About this task: Provide the count of lines below where "clicks" occurs, with no other output.

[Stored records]
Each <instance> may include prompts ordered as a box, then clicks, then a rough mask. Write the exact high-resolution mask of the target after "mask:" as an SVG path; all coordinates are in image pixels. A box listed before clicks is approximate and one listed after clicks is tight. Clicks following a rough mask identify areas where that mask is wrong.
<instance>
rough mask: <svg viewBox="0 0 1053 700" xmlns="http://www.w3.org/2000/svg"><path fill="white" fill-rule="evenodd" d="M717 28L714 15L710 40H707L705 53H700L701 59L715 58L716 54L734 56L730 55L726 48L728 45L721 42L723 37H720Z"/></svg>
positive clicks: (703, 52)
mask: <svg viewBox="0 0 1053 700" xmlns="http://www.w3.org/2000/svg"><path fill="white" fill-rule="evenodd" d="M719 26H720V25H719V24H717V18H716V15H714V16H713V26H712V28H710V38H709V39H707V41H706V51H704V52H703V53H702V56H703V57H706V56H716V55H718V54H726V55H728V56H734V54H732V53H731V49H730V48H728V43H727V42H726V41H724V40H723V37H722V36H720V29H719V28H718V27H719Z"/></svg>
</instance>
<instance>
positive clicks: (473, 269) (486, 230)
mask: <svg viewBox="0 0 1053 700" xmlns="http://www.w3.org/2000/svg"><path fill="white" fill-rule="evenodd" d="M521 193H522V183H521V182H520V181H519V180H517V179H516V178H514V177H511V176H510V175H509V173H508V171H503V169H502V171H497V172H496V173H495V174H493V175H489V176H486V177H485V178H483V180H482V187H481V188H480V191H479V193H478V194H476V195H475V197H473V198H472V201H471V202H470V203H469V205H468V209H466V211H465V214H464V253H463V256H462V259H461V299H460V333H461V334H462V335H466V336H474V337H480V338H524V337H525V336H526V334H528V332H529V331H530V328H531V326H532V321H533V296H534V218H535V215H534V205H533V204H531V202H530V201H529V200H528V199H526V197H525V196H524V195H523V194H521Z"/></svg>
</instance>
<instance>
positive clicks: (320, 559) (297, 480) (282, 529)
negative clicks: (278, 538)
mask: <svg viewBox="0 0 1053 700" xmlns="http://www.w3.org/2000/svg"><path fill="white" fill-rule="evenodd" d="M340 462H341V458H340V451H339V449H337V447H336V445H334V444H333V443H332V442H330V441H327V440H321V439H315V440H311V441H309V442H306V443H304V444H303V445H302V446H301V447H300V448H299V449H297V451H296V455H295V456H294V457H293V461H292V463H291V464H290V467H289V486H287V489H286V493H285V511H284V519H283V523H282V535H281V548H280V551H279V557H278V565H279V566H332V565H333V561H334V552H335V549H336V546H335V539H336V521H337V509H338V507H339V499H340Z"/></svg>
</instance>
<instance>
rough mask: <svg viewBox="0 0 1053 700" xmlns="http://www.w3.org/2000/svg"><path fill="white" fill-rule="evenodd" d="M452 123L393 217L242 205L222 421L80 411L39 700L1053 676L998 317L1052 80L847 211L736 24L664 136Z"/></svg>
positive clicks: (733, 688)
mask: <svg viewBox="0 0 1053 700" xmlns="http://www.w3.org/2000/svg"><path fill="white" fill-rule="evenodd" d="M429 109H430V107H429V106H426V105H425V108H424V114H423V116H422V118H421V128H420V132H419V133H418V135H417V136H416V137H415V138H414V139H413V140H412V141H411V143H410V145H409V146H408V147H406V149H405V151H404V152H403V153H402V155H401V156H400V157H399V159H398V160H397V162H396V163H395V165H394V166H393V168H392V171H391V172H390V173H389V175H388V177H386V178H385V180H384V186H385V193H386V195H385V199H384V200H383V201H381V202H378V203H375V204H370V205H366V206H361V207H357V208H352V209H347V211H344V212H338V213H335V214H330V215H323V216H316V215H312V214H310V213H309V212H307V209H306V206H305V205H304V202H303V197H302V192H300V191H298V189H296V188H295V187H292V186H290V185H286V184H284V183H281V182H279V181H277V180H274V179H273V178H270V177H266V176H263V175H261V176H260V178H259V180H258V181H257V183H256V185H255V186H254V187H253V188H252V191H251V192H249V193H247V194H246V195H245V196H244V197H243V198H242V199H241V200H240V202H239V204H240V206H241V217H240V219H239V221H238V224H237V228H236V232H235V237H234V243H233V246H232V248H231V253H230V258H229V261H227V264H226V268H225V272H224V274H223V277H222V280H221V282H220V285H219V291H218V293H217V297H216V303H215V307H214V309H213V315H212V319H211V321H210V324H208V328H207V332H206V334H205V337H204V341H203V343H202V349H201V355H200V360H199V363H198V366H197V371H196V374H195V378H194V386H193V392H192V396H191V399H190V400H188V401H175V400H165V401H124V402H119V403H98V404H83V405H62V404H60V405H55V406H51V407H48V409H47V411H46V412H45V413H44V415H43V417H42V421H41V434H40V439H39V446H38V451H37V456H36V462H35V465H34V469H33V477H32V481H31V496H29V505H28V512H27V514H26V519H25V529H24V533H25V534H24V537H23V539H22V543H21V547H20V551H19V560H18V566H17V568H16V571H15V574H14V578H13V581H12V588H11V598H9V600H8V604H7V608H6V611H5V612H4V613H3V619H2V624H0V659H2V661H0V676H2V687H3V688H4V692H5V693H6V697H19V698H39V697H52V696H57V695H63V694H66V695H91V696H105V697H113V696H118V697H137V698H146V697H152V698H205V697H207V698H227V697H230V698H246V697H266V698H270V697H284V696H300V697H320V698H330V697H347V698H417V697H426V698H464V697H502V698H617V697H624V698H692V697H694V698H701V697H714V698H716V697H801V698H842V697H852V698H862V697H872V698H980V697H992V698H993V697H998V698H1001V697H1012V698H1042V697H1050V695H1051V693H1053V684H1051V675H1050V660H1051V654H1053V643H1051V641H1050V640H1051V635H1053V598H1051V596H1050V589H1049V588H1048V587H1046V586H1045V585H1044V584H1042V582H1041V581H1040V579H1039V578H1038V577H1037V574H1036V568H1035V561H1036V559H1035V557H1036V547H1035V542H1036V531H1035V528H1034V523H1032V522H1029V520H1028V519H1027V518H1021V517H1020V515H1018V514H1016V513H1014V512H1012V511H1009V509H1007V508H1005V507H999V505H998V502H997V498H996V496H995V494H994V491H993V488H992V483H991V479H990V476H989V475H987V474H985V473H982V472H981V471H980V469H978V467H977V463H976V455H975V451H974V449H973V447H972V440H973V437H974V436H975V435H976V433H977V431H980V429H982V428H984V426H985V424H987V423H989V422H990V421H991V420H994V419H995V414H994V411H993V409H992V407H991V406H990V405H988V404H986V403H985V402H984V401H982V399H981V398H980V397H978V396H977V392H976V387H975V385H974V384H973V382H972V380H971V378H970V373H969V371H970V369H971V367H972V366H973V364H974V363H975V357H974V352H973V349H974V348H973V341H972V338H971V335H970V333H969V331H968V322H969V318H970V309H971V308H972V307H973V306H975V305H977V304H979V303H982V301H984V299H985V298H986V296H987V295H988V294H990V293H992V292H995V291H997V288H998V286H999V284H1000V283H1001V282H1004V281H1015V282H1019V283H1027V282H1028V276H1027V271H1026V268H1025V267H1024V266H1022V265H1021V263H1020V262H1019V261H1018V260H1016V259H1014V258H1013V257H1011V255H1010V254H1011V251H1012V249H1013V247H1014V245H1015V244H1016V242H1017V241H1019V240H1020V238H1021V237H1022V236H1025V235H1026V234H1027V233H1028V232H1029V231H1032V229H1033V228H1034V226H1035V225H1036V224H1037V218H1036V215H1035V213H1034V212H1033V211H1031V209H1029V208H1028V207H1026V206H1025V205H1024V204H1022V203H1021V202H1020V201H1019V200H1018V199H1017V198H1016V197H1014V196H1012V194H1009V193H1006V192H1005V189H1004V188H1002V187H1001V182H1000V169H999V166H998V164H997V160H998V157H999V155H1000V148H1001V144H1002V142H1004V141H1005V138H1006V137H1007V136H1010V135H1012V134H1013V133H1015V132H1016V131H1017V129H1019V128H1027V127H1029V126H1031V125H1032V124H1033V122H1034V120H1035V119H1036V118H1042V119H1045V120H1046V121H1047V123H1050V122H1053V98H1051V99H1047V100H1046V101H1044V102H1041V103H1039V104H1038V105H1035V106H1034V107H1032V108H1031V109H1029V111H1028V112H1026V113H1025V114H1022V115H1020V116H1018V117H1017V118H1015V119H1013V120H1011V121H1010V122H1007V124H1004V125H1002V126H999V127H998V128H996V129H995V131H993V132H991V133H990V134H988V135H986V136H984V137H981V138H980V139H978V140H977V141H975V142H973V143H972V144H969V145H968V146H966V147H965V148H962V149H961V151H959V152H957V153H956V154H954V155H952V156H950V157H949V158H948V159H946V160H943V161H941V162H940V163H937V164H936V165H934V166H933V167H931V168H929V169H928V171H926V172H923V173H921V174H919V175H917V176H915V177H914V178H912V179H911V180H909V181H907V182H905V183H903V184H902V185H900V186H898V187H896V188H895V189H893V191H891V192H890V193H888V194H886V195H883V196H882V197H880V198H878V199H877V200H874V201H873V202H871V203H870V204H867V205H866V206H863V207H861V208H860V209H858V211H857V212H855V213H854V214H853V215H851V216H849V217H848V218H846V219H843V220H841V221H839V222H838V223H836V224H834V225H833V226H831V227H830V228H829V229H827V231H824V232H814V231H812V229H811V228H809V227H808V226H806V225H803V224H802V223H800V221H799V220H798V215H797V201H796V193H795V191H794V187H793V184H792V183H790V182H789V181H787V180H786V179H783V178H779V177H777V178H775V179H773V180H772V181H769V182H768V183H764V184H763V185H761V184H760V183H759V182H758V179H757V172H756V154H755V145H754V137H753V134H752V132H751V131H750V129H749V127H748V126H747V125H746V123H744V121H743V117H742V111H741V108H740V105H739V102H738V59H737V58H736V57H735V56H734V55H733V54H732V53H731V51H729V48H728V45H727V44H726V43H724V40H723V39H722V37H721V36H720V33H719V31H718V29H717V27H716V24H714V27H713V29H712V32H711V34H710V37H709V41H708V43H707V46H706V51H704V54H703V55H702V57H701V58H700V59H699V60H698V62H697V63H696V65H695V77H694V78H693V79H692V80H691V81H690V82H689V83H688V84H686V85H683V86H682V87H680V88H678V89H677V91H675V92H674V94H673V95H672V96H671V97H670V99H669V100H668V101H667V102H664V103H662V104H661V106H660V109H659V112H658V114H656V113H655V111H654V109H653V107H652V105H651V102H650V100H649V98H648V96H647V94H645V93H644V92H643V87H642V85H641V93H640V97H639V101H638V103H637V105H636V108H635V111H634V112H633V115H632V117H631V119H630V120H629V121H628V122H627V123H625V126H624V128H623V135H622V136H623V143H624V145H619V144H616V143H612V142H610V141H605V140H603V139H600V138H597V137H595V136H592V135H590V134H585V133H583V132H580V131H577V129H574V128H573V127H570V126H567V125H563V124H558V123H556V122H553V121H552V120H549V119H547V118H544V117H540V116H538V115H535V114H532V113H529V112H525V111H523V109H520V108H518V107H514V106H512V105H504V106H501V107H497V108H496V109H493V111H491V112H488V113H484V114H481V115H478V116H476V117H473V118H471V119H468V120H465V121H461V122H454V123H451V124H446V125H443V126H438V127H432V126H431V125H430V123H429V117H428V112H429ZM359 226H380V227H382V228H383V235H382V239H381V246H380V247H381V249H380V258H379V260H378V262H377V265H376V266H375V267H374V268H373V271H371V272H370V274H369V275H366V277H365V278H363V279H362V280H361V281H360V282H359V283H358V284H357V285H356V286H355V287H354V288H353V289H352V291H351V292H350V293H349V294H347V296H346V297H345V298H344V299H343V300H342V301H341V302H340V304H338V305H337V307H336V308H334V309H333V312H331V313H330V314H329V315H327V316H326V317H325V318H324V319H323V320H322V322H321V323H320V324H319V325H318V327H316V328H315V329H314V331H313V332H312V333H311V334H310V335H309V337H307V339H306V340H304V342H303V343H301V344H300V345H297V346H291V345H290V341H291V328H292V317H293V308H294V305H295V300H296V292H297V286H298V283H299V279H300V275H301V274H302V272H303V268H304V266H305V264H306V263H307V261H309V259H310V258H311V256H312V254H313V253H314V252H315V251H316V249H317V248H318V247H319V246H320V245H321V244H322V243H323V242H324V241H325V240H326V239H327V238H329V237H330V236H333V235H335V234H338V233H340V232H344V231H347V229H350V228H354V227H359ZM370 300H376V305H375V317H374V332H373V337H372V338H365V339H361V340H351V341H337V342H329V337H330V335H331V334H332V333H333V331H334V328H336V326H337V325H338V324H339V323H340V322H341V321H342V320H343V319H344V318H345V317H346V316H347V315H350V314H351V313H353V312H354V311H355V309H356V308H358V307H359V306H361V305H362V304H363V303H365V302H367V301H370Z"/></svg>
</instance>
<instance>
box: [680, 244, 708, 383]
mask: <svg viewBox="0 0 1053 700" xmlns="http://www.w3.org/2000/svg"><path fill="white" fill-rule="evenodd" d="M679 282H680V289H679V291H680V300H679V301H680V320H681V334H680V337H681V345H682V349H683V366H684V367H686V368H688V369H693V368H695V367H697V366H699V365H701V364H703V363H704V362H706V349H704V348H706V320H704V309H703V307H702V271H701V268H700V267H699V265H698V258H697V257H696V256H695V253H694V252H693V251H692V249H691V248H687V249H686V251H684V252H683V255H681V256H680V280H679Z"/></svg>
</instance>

Response: 6